Reproduce exactly the lines below from the one containing "positive clicks: (211, 131)" through the one containing "negative clicks: (241, 73) (3, 166)", including both, and nothing else.

Dataset items
%%

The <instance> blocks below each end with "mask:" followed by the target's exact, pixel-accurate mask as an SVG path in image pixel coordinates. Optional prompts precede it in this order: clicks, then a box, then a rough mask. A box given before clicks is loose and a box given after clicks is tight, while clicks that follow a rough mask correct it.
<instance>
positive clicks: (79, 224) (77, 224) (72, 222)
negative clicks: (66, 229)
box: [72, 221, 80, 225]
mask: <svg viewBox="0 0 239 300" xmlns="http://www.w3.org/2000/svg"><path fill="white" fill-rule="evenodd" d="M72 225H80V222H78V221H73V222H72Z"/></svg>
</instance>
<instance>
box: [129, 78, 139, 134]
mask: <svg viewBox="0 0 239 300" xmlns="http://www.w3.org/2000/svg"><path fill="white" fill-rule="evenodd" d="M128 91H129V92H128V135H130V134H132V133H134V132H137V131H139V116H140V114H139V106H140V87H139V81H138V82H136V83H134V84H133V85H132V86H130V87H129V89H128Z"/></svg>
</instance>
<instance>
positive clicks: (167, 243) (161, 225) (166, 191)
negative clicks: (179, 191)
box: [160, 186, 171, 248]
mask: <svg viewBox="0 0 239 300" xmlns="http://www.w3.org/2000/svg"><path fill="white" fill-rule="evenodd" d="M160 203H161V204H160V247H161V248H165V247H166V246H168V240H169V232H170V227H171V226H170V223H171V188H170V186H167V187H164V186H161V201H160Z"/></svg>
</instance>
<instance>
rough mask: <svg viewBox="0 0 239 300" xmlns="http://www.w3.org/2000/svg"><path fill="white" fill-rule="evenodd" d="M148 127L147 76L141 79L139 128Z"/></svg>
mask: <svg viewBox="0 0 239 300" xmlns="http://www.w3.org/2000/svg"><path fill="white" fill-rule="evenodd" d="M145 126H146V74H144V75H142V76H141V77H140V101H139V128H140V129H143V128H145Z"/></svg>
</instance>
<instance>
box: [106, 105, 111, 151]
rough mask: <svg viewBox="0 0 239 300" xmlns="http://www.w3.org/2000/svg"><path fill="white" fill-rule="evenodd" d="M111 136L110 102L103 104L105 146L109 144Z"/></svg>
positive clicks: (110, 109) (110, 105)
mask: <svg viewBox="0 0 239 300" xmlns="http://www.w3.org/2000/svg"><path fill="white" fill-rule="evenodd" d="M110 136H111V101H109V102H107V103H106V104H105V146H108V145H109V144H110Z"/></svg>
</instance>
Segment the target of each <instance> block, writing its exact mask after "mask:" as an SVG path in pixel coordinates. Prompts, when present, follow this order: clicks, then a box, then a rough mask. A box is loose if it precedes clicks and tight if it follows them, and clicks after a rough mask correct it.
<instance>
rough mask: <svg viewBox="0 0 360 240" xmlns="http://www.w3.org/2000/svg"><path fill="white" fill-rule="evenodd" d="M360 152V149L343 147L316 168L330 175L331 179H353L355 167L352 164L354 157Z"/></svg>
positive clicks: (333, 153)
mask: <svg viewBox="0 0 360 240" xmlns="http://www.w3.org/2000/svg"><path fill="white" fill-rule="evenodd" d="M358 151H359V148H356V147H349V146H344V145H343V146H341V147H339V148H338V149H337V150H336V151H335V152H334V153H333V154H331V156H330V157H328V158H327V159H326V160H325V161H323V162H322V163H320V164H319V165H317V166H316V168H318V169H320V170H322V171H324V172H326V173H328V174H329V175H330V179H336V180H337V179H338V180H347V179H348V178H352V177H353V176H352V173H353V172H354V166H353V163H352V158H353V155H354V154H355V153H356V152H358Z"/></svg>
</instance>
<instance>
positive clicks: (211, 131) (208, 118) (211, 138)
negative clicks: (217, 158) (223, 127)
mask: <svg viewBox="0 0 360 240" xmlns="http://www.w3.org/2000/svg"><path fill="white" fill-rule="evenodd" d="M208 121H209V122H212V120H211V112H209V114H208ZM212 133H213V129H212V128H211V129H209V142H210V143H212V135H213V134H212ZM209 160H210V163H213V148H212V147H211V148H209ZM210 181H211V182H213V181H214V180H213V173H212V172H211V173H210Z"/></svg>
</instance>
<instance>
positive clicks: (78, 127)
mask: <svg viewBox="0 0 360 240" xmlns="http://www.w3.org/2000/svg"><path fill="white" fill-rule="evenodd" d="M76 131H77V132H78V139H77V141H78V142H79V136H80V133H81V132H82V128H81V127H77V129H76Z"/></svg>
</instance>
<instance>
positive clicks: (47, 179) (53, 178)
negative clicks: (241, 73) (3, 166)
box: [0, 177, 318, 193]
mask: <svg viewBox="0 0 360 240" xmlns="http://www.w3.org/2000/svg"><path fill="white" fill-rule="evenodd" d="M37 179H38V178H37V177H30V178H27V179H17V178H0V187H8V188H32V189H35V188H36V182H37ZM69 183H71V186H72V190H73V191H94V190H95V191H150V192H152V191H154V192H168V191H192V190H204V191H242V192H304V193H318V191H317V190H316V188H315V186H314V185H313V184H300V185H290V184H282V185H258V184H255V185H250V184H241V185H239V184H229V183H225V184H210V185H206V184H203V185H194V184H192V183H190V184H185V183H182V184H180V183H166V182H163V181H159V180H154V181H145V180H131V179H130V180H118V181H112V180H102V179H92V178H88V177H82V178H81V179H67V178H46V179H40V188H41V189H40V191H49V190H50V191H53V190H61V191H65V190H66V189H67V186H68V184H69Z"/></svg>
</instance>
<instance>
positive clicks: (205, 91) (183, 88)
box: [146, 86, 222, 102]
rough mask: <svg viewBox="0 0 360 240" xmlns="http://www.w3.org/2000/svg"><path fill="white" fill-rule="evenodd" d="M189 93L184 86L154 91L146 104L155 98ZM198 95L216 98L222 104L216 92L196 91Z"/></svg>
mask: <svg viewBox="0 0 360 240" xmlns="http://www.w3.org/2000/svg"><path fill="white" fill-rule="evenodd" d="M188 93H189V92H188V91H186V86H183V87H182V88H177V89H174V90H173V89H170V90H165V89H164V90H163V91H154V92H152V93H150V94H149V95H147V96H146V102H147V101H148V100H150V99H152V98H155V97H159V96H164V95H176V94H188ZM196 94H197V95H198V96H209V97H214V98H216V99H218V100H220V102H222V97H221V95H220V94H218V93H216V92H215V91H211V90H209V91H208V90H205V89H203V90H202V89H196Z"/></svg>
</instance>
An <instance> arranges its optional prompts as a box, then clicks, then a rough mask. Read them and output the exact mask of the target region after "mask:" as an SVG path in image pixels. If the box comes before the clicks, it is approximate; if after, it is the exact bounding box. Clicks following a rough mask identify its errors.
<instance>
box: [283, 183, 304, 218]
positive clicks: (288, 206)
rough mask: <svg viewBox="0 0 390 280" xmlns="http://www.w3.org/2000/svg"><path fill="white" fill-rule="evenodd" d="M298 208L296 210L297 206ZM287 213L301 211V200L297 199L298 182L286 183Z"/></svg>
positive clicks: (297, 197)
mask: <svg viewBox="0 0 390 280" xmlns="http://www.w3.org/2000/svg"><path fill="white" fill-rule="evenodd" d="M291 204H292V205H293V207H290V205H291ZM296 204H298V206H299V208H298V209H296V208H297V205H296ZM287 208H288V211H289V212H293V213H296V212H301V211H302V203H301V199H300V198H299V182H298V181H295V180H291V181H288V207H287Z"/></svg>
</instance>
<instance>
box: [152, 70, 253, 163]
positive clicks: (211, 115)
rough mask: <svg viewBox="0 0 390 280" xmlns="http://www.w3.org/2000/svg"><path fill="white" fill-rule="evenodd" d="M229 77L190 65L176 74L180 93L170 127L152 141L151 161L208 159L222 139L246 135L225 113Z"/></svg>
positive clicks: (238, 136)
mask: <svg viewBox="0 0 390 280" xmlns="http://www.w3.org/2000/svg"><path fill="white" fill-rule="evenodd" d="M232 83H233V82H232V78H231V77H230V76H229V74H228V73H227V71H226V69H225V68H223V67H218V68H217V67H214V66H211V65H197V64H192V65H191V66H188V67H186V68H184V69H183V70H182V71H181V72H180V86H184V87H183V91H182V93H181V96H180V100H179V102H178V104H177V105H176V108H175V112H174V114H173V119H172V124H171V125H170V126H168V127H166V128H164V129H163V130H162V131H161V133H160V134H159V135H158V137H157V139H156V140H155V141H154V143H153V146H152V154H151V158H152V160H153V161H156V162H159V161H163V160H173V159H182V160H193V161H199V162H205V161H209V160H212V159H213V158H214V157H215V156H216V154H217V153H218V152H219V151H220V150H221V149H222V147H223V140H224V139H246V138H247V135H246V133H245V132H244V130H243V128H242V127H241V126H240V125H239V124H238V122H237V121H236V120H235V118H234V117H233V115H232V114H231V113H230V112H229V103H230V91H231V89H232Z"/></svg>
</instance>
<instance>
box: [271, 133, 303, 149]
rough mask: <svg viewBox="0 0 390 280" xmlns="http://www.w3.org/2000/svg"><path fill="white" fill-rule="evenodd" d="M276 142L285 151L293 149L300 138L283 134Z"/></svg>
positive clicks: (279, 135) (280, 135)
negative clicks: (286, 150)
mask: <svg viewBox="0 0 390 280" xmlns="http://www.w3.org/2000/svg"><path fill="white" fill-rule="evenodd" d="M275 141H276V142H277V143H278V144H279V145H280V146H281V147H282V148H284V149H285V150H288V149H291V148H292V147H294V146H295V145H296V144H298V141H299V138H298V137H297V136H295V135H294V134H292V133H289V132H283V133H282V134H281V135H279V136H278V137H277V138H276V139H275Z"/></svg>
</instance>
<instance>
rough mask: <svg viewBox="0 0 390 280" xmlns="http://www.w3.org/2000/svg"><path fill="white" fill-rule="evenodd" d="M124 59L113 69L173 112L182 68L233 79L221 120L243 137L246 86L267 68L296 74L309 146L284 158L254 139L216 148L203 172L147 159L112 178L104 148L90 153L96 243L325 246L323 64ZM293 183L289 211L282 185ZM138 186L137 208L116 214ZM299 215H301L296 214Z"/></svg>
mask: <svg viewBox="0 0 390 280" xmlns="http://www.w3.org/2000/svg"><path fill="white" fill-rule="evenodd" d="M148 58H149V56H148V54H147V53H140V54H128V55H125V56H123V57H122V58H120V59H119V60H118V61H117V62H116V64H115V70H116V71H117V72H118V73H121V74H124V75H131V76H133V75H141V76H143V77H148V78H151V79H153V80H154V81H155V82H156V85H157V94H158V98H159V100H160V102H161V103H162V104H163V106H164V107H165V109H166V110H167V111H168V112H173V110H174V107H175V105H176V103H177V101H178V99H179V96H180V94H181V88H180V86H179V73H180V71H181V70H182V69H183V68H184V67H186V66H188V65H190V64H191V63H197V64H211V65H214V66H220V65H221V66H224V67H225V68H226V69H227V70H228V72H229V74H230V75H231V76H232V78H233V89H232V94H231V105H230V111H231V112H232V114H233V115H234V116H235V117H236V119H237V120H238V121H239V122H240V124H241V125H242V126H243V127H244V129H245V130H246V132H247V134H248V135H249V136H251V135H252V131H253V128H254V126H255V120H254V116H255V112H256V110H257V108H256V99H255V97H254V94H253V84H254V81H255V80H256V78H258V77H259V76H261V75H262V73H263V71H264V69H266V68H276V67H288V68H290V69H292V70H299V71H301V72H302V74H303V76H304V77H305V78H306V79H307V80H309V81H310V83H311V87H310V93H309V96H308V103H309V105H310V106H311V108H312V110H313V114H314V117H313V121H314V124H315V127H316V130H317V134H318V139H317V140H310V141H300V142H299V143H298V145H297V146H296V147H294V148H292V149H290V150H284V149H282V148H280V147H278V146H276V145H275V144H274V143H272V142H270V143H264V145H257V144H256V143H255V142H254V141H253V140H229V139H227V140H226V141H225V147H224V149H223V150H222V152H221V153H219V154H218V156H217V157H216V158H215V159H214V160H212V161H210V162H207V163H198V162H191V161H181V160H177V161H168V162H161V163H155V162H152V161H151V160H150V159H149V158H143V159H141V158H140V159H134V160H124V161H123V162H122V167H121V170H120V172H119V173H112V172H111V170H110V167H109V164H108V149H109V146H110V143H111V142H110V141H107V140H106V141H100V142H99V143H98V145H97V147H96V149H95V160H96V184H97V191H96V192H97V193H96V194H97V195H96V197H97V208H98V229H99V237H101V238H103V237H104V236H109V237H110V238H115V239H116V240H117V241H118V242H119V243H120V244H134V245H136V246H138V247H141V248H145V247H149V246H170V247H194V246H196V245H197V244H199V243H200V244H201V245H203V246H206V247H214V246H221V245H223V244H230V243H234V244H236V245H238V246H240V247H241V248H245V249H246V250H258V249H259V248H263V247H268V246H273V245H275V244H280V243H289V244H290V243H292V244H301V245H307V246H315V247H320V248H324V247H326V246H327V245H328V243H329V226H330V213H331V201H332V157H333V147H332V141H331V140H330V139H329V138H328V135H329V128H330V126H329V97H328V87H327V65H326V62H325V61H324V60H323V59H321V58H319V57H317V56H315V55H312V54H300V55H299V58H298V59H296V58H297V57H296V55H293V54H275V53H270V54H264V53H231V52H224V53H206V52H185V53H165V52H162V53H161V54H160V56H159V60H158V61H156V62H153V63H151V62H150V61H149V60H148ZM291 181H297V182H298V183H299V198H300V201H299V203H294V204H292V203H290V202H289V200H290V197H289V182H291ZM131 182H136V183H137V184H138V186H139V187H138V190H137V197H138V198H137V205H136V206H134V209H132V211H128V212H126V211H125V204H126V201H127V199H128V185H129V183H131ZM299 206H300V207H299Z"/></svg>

%%

Solution to this exercise:
positive clicks: (211, 131) (208, 118) (211, 138)
negative clicks: (217, 158) (223, 127)
mask: <svg viewBox="0 0 360 240" xmlns="http://www.w3.org/2000/svg"><path fill="white" fill-rule="evenodd" d="M208 121H209V122H212V120H211V112H209V114H208ZM212 133H213V129H212V128H211V129H209V142H210V143H212V135H213V134H212ZM209 160H210V163H213V148H212V147H211V148H209ZM210 181H211V182H213V181H214V180H213V173H212V172H211V173H210Z"/></svg>
</instance>
<instance>
positive clicks: (78, 127)
mask: <svg viewBox="0 0 360 240" xmlns="http://www.w3.org/2000/svg"><path fill="white" fill-rule="evenodd" d="M76 131H77V132H78V139H77V141H78V142H79V136H80V133H81V132H82V128H81V127H77V129H76Z"/></svg>
</instance>
<instance>
positive clicks: (47, 179) (53, 178)
negative clicks: (241, 73) (3, 166)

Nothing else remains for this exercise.